DIRECTIONS FOR THIS TASK: Pull out every one of the lines below and copy them with no changes at all.

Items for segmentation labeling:

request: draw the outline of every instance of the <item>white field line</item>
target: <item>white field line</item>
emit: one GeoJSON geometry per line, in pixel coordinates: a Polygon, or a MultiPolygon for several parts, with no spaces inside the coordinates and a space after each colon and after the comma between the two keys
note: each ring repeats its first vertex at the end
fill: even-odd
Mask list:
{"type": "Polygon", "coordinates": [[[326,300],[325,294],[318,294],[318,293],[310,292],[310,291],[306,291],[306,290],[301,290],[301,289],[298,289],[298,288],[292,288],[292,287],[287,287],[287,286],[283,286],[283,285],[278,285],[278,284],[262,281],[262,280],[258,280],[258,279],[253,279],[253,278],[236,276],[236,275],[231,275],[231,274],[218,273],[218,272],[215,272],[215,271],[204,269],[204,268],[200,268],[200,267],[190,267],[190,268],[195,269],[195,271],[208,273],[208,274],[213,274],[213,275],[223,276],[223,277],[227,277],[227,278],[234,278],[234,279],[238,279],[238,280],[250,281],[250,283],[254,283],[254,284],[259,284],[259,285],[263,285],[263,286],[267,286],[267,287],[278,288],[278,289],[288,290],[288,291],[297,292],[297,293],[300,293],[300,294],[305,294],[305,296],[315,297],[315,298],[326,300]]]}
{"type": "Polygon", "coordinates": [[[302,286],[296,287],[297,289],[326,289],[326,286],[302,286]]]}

SOLUTION FOR THIS TASK:
request: draw the outline of every instance of the <item>white field line</item>
target: <item>white field line</item>
emit: one GeoJSON geometry per line, in pixel coordinates: a Polygon, or a MultiPolygon for several parts, with no spaces inside the coordinates and a space after each colon and after the comma between the two keys
note: each ring repeats its first vertex at the end
fill: even-odd
Mask list:
{"type": "Polygon", "coordinates": [[[326,300],[325,294],[318,294],[318,293],[310,292],[310,291],[306,291],[306,290],[301,290],[301,289],[298,289],[298,288],[292,288],[292,287],[287,287],[287,286],[283,286],[283,285],[278,285],[278,284],[262,281],[262,280],[258,280],[258,279],[253,279],[253,278],[236,276],[236,275],[231,275],[231,274],[218,273],[218,272],[215,272],[215,271],[204,269],[204,268],[200,268],[200,267],[190,267],[190,268],[195,269],[195,271],[208,273],[208,274],[213,274],[213,275],[223,276],[223,277],[227,277],[227,278],[234,278],[234,279],[238,279],[238,280],[250,281],[250,283],[254,283],[254,284],[259,284],[259,285],[263,285],[263,286],[267,286],[267,287],[278,288],[278,289],[288,290],[288,291],[297,292],[297,293],[300,293],[300,294],[305,294],[305,296],[315,297],[315,298],[326,300]]]}
{"type": "Polygon", "coordinates": [[[302,286],[296,287],[297,289],[326,289],[326,286],[302,286]]]}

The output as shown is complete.